SET TASK
From the text on halal stock screening below, quote the passage that starts with the words "Further, the ESG" and ends with "its fiscal year.".

QUOTED TEXT
____________________

So be sure to subject anything I say to critical interrogation before accepting it.
What to do when a stock that was halal when we bought it gets classified as haram?
These classifications of halal and haram are likely coming from automated stock screeners.
So I think it’s important we understand what stock screeners do inorder to ascertain whether a stock is halal or haram.
All of them will look at haram revenue to be less than 5% of total revenue this applies to practical islamic finance as well, we do the same thing you can see our reviews for free on practical islamic finance dot com.
These screeners will also use some measure of the amount of debt a company has. Whether it’s debt/equity, debt/assets or debt/market cap and compare it to a predetermined limit.
In the case of Practical Islamic Finance we focus on interest expense in relation to the size of the companies operations.
Also, following PIF’s footsteps, some screeners have recently begun injesting ESG ratings too. ESG refers to the Environmental, Social and Governance impact of the company on the various parties it comes to contact with.
Regarding these criteria it’s important to understand that the commonly used 5% haram revenue limit is not mentioned in the Quran or Sunnah. It is a best-faith estimate and nevertheless, at the end of the day, a made-up number.
There is also nowhere in the Quran or Sunnah where the amount of debt a company can have is capped at a certain amount. In fact debt isn’t even prohibited at all, interest is. That’s why PIF focuses on the latter.
However, even the interest standard which PIF employs uses a made-up number that is a 5% cap of interest expense / total operating expense in order to draw a line between that which should be considered trivial and that which isn’t.
Further, the ESG impact part of the rating is almost entirely subjective.
Company X is cutting down the Amazon rainforest but they also found the cure for a terminal illness, what’s the ESG score for that?
Additionally, in most cases, the service or app you are using is being driven by code that is completely oblivious to the circumstances and nuances of the company in question.
Here I should mention that PIF’s comfort ratings are reviewed by a human before they are published.
Not to mention, the financial reports themselves which are being used to determine halal and haram ratings, are typicaly months old.
The SEC requires that companies report their annual earnings (form 10-K) no later than 60 days from the end of its fiscal year.
So by the time the stock screeners get this information and they change their rating for a stock, their information is already two months old and who knows what the situation is today.
All this to say the following:
These stock screening services are only, at best, subjective moral judgements based on very rough approximations of the truth a few months ago.
Therefore, I think reacting to the the results of a stock screener changing the rating of a company you invested by abruptly making buy or sell decisions in your portfolio is probably not the wisest course of action.
For example, let’s say the company you’re invested in ran a temporary marketing gimmick last quarter which included selling a pork product.
This pushes their revenue from haram sources, according to the stock screeners rough estimations, from 3.5% to 5.5%
Your average stock screener is going to issue a haram verdict on this stock for the next three months until the next quarter’s financials are released.
Does this mean you should sell your shares immediately?

____________________

ENTRIES

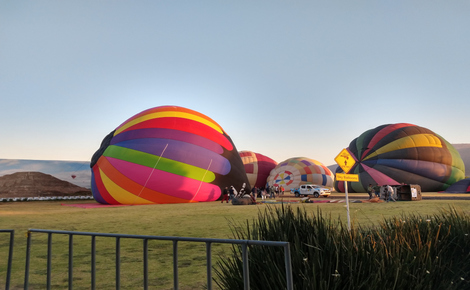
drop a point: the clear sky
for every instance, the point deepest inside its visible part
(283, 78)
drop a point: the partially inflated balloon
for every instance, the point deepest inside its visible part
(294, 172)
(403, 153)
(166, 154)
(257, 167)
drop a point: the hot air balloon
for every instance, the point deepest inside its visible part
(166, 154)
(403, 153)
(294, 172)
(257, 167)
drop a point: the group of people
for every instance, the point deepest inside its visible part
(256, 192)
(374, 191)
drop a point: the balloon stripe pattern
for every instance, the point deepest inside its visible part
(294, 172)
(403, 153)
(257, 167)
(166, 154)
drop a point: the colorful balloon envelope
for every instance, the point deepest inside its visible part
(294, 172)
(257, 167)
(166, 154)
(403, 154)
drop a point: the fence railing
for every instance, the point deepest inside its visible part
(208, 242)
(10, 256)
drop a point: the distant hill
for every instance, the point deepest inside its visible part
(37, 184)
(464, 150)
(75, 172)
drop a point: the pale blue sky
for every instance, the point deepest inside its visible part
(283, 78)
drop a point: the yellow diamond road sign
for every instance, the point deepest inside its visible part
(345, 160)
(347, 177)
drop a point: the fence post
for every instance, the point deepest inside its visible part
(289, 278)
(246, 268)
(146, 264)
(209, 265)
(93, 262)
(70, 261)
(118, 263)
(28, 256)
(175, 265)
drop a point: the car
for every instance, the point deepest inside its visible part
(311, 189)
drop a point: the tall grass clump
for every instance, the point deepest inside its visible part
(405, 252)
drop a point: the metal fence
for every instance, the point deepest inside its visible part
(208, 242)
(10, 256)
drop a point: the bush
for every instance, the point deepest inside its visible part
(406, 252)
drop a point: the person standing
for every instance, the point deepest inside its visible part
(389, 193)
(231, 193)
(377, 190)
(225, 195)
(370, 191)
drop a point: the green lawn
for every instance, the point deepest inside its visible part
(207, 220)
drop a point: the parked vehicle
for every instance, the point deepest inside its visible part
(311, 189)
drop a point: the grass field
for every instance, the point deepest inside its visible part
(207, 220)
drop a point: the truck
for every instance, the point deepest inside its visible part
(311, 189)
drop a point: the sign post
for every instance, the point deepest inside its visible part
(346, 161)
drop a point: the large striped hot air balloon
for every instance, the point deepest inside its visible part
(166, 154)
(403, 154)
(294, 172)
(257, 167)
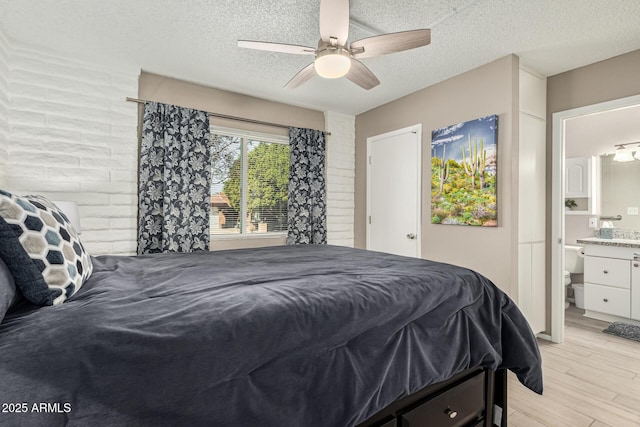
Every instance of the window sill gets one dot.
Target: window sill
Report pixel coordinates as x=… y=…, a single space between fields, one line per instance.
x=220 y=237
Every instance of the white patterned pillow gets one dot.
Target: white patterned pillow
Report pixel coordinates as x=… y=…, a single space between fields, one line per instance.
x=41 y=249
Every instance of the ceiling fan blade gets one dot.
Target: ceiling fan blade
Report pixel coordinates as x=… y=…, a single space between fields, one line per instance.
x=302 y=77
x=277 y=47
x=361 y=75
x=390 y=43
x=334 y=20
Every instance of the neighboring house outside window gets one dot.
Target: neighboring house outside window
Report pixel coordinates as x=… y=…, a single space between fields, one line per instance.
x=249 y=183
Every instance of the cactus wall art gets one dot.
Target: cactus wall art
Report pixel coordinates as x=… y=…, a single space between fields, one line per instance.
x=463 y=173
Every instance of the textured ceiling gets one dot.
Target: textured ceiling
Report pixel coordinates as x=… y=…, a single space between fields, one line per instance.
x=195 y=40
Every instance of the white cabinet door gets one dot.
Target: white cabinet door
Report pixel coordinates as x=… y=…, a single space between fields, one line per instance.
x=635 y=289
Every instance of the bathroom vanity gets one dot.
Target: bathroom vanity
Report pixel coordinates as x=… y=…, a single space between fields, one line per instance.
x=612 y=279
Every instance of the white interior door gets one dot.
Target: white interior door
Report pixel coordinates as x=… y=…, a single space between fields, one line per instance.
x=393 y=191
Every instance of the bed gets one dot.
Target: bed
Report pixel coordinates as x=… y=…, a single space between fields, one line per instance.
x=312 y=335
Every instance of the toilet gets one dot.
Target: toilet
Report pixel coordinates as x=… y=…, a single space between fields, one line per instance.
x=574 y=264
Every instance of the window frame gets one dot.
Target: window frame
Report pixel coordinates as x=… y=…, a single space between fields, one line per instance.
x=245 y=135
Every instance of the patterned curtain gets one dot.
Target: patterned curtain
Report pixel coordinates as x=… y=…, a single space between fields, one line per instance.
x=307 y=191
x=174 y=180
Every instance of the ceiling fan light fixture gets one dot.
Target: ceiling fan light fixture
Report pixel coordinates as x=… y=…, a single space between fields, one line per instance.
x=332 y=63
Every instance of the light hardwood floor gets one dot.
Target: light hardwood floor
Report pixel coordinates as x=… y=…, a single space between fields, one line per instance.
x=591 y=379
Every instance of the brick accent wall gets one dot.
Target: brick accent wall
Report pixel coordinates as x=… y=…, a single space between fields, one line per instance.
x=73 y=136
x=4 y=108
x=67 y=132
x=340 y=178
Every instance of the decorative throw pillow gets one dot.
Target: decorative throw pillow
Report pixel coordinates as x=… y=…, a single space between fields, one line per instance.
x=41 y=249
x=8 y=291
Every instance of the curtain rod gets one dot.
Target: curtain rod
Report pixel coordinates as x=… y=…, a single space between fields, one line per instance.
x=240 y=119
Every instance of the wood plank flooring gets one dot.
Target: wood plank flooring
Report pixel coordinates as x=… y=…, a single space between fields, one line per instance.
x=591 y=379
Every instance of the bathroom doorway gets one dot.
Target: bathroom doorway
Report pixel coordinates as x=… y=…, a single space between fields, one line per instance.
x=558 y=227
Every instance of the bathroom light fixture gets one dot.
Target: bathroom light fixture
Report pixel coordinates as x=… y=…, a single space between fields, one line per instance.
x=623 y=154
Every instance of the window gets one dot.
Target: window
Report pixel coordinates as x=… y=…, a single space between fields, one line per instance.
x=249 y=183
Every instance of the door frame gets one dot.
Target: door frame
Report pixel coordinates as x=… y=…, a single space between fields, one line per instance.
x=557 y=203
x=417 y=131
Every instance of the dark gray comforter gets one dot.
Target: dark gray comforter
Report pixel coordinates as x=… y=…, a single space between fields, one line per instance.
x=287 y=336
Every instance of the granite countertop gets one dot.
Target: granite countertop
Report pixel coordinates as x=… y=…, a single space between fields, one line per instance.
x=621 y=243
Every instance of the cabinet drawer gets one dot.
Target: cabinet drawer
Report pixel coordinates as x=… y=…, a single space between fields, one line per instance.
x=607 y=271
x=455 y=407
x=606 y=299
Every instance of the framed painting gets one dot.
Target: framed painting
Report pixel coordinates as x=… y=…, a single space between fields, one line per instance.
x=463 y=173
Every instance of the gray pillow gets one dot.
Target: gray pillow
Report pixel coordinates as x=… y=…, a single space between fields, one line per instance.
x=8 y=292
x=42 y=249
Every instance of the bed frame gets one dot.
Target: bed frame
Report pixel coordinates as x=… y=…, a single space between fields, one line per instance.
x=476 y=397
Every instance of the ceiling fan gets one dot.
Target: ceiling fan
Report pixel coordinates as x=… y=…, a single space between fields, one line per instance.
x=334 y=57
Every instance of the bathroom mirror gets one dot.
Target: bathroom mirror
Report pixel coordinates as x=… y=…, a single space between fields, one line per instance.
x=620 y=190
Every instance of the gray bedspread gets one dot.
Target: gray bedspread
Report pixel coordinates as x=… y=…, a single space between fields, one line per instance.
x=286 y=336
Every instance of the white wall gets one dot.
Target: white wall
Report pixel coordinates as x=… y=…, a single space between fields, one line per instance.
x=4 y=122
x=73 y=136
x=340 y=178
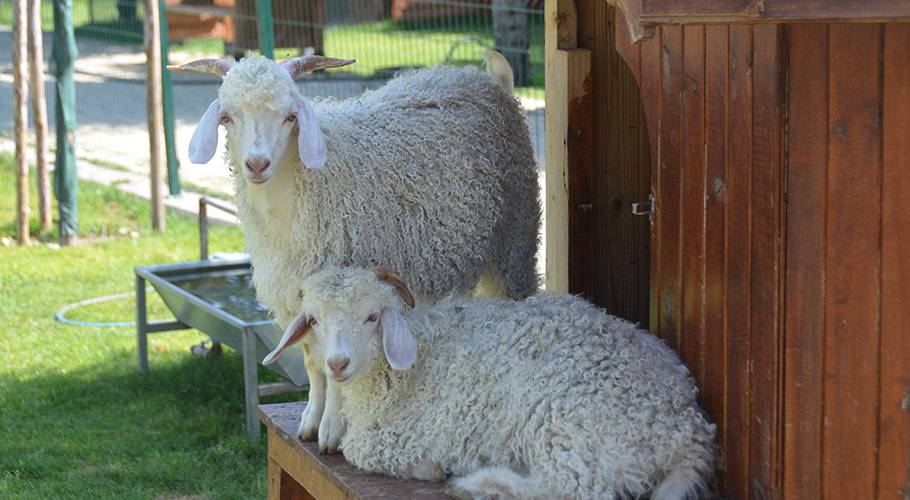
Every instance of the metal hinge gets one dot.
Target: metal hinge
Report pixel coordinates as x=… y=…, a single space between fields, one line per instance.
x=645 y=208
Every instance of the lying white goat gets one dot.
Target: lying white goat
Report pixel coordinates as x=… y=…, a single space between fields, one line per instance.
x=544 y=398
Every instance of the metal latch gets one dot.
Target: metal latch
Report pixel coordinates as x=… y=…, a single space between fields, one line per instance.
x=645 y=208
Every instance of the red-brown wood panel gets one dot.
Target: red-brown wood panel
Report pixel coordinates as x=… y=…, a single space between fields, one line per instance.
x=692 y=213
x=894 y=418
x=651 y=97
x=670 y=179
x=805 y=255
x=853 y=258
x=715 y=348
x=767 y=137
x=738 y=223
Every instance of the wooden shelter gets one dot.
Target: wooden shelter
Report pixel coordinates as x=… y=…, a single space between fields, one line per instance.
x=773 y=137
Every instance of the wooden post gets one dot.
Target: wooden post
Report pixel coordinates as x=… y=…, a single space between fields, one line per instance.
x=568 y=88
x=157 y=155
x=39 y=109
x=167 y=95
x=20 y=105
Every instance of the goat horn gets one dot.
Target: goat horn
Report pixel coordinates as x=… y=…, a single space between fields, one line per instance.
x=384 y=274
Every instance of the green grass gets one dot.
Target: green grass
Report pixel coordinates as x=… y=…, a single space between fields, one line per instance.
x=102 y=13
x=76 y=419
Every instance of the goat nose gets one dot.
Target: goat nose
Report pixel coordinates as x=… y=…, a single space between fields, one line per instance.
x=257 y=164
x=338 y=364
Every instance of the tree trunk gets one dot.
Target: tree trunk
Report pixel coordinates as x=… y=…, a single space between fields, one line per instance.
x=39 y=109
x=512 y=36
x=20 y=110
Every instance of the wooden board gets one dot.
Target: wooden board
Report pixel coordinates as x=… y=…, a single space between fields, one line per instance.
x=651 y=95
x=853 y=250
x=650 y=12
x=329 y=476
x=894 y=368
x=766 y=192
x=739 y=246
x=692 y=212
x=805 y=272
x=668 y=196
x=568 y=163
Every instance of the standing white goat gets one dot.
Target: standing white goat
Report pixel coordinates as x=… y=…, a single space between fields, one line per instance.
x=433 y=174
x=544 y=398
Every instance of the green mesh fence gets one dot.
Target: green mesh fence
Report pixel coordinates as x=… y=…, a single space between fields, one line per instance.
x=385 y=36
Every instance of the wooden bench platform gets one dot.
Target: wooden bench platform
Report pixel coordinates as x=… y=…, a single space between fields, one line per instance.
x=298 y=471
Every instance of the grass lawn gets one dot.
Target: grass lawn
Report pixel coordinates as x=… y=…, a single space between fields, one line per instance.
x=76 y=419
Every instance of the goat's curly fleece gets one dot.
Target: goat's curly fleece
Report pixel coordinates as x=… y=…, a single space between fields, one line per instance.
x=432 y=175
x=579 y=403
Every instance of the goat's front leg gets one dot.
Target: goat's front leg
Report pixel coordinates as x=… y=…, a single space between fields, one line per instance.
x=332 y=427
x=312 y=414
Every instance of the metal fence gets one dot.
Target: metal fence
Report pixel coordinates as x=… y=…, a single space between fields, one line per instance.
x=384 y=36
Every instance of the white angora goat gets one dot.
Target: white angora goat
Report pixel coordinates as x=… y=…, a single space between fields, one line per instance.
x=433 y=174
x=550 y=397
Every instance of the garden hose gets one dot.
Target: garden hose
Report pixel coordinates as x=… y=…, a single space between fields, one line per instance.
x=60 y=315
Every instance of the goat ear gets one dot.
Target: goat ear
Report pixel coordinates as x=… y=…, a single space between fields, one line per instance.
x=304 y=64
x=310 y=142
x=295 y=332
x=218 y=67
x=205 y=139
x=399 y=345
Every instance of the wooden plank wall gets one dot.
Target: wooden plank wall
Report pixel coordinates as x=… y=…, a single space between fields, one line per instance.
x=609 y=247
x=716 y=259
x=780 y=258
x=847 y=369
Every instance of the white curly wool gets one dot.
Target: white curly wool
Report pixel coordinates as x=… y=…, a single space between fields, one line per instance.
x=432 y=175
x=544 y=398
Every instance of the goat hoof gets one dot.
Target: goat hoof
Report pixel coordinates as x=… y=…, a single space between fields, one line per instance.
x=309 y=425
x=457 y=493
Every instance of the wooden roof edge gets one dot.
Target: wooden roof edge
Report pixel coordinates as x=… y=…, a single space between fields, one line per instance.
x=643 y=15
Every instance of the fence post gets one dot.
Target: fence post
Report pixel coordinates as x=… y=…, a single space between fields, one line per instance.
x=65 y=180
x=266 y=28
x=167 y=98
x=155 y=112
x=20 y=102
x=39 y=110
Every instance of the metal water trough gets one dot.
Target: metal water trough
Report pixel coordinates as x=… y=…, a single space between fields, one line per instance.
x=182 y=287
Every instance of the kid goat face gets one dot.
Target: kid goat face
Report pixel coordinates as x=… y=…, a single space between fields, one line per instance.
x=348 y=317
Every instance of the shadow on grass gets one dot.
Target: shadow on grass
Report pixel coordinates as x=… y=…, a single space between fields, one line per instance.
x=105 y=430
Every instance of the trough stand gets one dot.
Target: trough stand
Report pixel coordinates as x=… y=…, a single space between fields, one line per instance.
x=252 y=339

____________________

RESULT BELOW
Further, the ESG impact part of the rating is almost entirely subjective.
Company X is cutting down the Amazon rainforest but they also found the cure for a terminal illness, what’s the ESG score for that?
Additionally, in most cases, the service or app you are using is being driven by code that is completely oblivious to the circumstances and nuances of the company in question.
Here I should mention that PIF’s comfort ratings are reviewed by a human before they are published.
Not to mention, the financial reports themselves which are being used to determine halal and haram ratings, are typicaly months old.
The SEC requires that companies report their annual earnings (form 10-K) no later than 60 days from the end of its fiscal year.